(Recorded data)

******

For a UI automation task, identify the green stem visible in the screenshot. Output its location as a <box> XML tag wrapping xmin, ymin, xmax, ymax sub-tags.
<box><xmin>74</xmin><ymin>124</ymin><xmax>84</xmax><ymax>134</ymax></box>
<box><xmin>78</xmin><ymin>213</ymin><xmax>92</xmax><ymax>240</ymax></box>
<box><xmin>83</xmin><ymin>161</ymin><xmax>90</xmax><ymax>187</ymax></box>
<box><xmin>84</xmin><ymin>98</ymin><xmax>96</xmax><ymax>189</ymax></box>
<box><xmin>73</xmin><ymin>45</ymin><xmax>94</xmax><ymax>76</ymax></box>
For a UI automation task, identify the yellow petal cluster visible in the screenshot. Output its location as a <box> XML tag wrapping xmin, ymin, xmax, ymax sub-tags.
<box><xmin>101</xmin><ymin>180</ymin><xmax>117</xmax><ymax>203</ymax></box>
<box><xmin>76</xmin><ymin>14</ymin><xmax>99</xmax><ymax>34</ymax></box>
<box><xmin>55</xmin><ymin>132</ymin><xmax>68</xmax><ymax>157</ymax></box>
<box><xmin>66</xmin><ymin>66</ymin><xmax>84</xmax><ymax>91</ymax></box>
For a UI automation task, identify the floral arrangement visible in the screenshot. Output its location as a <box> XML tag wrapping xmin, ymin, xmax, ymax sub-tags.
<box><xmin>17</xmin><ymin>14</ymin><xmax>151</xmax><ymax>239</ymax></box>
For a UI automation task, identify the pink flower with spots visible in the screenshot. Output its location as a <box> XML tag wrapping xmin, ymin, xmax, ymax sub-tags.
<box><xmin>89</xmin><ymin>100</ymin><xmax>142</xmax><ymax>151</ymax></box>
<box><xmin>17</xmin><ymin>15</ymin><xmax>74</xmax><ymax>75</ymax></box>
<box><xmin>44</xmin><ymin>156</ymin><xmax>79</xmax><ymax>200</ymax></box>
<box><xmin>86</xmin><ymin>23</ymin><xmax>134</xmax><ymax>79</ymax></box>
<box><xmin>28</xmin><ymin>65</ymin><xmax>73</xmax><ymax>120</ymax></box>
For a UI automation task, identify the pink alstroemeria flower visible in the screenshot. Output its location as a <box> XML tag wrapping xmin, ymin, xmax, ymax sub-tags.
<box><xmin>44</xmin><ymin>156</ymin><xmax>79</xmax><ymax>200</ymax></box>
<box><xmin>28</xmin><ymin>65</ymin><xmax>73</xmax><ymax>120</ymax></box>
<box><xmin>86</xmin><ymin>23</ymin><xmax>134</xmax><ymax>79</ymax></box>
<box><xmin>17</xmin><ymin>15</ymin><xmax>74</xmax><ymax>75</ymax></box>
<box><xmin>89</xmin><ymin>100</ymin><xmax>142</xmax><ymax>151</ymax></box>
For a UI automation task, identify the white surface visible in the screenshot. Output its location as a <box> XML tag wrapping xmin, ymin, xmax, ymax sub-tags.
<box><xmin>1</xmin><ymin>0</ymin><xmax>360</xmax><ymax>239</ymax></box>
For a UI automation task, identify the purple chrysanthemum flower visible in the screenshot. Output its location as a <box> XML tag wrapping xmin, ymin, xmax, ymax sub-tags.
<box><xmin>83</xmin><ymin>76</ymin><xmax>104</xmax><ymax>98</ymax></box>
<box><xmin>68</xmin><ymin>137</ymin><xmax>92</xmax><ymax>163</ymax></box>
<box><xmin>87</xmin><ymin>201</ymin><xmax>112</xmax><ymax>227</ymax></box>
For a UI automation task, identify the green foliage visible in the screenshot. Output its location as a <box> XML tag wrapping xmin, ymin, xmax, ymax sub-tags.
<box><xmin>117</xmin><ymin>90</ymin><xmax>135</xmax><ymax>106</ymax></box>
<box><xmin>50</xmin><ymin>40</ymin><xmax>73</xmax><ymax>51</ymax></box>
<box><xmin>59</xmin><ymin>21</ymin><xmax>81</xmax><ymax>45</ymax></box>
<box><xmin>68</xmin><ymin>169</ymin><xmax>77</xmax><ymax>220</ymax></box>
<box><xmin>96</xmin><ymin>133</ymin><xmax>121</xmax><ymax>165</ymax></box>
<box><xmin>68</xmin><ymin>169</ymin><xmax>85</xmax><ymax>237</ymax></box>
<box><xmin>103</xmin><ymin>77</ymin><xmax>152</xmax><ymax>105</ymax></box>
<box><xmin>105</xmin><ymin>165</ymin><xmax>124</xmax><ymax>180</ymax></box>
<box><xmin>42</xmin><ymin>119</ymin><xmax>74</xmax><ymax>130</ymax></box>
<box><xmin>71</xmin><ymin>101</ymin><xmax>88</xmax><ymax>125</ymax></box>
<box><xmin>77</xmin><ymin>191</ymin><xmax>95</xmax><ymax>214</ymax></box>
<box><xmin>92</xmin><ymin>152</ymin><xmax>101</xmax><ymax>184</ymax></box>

******

* **ASSIGNMENT**:
Reproduce all of the data above, exactly and without omission.

* **ANSWER BOX**:
For a UI automation task, identify the green stem visible in the screenshot. Output its location as a <box> XML tag wrapping xmin, ymin, xmax, ymax sub-tags.
<box><xmin>74</xmin><ymin>124</ymin><xmax>84</xmax><ymax>134</ymax></box>
<box><xmin>78</xmin><ymin>213</ymin><xmax>92</xmax><ymax>240</ymax></box>
<box><xmin>83</xmin><ymin>161</ymin><xmax>90</xmax><ymax>187</ymax></box>
<box><xmin>84</xmin><ymin>98</ymin><xmax>96</xmax><ymax>189</ymax></box>
<box><xmin>73</xmin><ymin>45</ymin><xmax>94</xmax><ymax>76</ymax></box>
For a UI automation task, identify the yellow petal cluster visible in the screenshot. Output its location as a <box> XML tag wrapping xmin, ymin, xmax, ymax sub-tags.
<box><xmin>101</xmin><ymin>180</ymin><xmax>117</xmax><ymax>203</ymax></box>
<box><xmin>76</xmin><ymin>14</ymin><xmax>99</xmax><ymax>34</ymax></box>
<box><xmin>55</xmin><ymin>132</ymin><xmax>68</xmax><ymax>157</ymax></box>
<box><xmin>66</xmin><ymin>66</ymin><xmax>84</xmax><ymax>91</ymax></box>
For a UI automation task, identify the floral arrangement visible in the screenshot. Output its location as a <box> XML tag wrapping xmin, ymin, xmax, ymax sub-tags.
<box><xmin>17</xmin><ymin>14</ymin><xmax>151</xmax><ymax>239</ymax></box>
For a UI automation task, identify the pink flower with spots visible in the screenshot. Output its location as a <box> XML tag wrapping xmin, ymin, xmax, ymax sub-tags.
<box><xmin>89</xmin><ymin>100</ymin><xmax>142</xmax><ymax>151</ymax></box>
<box><xmin>17</xmin><ymin>15</ymin><xmax>74</xmax><ymax>75</ymax></box>
<box><xmin>44</xmin><ymin>156</ymin><xmax>79</xmax><ymax>200</ymax></box>
<box><xmin>86</xmin><ymin>23</ymin><xmax>134</xmax><ymax>79</ymax></box>
<box><xmin>28</xmin><ymin>65</ymin><xmax>73</xmax><ymax>120</ymax></box>
For a UI automation task, identify the pink alstroemeria flower visible in the screenshot. Output its location as a <box> XML tag wrapping xmin, ymin, xmax, ymax sub-tags.
<box><xmin>44</xmin><ymin>156</ymin><xmax>79</xmax><ymax>200</ymax></box>
<box><xmin>28</xmin><ymin>65</ymin><xmax>73</xmax><ymax>120</ymax></box>
<box><xmin>86</xmin><ymin>23</ymin><xmax>134</xmax><ymax>79</ymax></box>
<box><xmin>17</xmin><ymin>15</ymin><xmax>74</xmax><ymax>75</ymax></box>
<box><xmin>89</xmin><ymin>100</ymin><xmax>142</xmax><ymax>151</ymax></box>
For a UI automation task, identify the white surface visible in the screenshot. Output its location as a <box> XML tag wrapping xmin, ymin, xmax, ymax sub-tags.
<box><xmin>1</xmin><ymin>0</ymin><xmax>360</xmax><ymax>239</ymax></box>
For a UI automation task, identify the purple chrysanthemum flower visible in the screenshot. Output its location as a <box> XML tag wrapping xmin, ymin, xmax, ymax sub-tags.
<box><xmin>83</xmin><ymin>76</ymin><xmax>104</xmax><ymax>98</ymax></box>
<box><xmin>68</xmin><ymin>137</ymin><xmax>92</xmax><ymax>163</ymax></box>
<box><xmin>87</xmin><ymin>201</ymin><xmax>112</xmax><ymax>227</ymax></box>
For a UI automation task, identify the green foliage visible in the screenshot. Output its location as a <box> XML tag wrapping xmin, ymin, xmax, ymax sub-tags.
<box><xmin>117</xmin><ymin>90</ymin><xmax>135</xmax><ymax>106</ymax></box>
<box><xmin>50</xmin><ymin>40</ymin><xmax>73</xmax><ymax>51</ymax></box>
<box><xmin>59</xmin><ymin>21</ymin><xmax>81</xmax><ymax>45</ymax></box>
<box><xmin>68</xmin><ymin>169</ymin><xmax>77</xmax><ymax>220</ymax></box>
<box><xmin>96</xmin><ymin>133</ymin><xmax>121</xmax><ymax>165</ymax></box>
<box><xmin>68</xmin><ymin>169</ymin><xmax>85</xmax><ymax>237</ymax></box>
<box><xmin>103</xmin><ymin>77</ymin><xmax>152</xmax><ymax>105</ymax></box>
<box><xmin>105</xmin><ymin>165</ymin><xmax>124</xmax><ymax>180</ymax></box>
<box><xmin>42</xmin><ymin>119</ymin><xmax>74</xmax><ymax>130</ymax></box>
<box><xmin>71</xmin><ymin>101</ymin><xmax>88</xmax><ymax>125</ymax></box>
<box><xmin>77</xmin><ymin>191</ymin><xmax>95</xmax><ymax>214</ymax></box>
<box><xmin>92</xmin><ymin>152</ymin><xmax>101</xmax><ymax>184</ymax></box>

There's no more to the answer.